Wednesday, April 05, 2006


My husband came home the other day and informed me that when his co-workers asked him what he would choose to be the last meal before he dies, he answered that he would choose Swanson’s prepared corn.
I had no idea what he was talking about.
Shawn went on to tell me the corn was part of a Swanson’s prepared meal. Swanson’s fried chicken dinner to be precise.
Apparently it is 2 pieces of fried chicken, a side of mash potatoes, a bit of corn and a brownie.
I had no idea what he was talking about.
To me any tv dinner is gross.
I associate all t.v dinners with Lean Cuisine and Jenny Craig etc.
When I think of t.v dinners the following comes to mind.

-Fried, Greasy,mystery meats.
-One meal where all the food tastes the same
-5 mins in the microwave for soggy food,7 minutes for overcooked, dry food
-I imagine all t.v dinners to be fatty, flavorless sodium nightmares.

So, upon hearing about the content of his last meal wish, I was floored! Speechless. And that doesn't happen often to me (note to self: Maybe that's why he said it).
His mother’s pork chops? Delicious, but no, he will take the Swanson’s meal. My fabulous steak and homemade fries or Parisian chicken and lemon tweaked salad?
Apparently they didn’t make the cut.

## Entries

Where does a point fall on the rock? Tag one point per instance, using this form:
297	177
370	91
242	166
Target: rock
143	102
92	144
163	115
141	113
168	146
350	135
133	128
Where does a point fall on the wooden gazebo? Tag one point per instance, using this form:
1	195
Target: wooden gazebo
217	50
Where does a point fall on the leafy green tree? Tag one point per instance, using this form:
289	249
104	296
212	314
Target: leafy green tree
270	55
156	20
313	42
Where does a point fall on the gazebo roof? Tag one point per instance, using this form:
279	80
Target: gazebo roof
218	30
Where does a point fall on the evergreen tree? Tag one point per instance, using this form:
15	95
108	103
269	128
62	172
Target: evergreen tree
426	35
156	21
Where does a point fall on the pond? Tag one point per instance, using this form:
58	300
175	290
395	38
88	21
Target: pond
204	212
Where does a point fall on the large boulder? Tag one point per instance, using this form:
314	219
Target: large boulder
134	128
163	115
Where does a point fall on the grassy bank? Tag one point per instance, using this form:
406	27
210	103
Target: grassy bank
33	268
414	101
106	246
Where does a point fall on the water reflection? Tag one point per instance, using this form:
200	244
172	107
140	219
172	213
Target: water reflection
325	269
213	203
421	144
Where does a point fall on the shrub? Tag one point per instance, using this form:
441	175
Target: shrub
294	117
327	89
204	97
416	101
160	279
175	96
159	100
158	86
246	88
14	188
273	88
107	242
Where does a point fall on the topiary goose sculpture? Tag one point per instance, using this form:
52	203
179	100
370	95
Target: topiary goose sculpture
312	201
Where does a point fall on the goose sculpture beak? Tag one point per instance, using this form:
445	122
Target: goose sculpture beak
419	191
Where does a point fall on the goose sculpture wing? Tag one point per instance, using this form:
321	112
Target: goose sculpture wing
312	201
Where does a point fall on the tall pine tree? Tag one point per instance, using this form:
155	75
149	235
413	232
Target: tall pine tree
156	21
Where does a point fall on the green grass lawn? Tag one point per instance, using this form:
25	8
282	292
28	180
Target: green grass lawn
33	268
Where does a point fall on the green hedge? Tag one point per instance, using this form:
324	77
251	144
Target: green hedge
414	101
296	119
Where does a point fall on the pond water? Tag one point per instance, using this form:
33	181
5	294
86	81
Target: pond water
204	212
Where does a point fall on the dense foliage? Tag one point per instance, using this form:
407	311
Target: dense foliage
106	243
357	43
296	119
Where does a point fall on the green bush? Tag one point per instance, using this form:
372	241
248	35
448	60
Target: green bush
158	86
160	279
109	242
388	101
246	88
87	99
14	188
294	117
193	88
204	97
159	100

---

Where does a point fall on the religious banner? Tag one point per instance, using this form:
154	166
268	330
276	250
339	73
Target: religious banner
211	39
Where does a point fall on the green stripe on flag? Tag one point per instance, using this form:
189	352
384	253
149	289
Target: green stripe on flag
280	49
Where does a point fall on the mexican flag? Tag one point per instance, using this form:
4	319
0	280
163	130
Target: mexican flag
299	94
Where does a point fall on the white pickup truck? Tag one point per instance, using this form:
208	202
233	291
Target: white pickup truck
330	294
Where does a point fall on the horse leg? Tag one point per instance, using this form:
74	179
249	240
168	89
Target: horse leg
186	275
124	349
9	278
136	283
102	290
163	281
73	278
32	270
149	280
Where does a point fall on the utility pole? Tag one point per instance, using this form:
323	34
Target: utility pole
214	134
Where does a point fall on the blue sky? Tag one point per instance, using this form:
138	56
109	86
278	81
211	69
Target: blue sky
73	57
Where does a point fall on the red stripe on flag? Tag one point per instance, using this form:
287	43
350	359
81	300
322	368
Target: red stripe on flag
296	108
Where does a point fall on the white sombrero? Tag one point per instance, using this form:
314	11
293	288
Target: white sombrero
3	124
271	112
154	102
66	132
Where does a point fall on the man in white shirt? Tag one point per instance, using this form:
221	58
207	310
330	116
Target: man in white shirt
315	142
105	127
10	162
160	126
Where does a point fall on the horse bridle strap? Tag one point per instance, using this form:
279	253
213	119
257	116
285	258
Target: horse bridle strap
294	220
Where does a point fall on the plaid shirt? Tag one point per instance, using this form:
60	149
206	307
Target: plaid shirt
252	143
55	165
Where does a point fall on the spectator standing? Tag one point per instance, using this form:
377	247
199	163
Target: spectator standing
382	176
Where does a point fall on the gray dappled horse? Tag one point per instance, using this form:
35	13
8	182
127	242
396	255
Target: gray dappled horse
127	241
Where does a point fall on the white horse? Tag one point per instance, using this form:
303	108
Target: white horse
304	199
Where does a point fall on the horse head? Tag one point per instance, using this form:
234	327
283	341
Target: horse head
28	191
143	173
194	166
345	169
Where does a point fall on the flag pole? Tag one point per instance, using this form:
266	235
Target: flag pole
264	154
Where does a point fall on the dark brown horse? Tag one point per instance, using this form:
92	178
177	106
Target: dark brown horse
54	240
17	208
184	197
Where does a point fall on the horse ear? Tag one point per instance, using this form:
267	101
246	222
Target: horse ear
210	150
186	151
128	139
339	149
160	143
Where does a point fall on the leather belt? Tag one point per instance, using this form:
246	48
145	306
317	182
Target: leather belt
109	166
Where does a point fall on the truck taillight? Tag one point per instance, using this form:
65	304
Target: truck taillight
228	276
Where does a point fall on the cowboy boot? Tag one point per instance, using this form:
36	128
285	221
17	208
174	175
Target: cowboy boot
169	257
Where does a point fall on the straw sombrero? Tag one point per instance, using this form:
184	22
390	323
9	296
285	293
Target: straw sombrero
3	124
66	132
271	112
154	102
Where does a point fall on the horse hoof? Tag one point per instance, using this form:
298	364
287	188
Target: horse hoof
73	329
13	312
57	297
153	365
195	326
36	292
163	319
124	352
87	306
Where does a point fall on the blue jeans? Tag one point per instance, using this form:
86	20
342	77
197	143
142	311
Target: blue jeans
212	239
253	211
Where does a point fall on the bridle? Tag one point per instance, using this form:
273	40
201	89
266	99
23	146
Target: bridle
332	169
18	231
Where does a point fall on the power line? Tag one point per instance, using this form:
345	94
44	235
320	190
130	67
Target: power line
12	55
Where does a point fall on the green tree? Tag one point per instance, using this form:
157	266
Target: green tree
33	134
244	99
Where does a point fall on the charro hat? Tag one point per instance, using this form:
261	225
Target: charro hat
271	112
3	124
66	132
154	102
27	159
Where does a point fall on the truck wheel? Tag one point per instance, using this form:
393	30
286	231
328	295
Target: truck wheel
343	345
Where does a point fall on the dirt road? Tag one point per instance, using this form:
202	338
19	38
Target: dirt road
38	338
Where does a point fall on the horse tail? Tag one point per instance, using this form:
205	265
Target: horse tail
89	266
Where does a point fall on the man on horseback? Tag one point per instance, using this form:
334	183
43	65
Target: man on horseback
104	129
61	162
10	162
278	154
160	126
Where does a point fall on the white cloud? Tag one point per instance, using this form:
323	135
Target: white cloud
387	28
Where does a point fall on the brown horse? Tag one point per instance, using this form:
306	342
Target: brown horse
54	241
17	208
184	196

## Jobs
A. Reproduce the passage of the last-meal post that begins at the words "When I think" and stops after the words "flavorless sodium nightmares.".
B. Summarize the last-meal post in two sentences.

## Per-task outputs
A.
When I think of t.v dinners the following comes to mind.

-Fried, Greasy,mystery meats.
-One meal where all the food tastes the same
-5 mins in the microwave for soggy food,7 minutes for overcooked, dry food
-I imagine all t.v dinners to be fatty, flavorless sodium nightmares.

B. The writer's husband, Shawn, told co-workers that his last meal would be Swanson's prepared corn, part of Swanson's fried chicken dinner of two pieces of fried chicken, mashed potatoes, corn and a brownie. The writer, who considers all TV dinners gross and imagines them as fatty, flavorless sodium nightmares, was left speechless that he chose it over his mother's pork chops and the writer's own steak and homemade fries or Parisian chicken.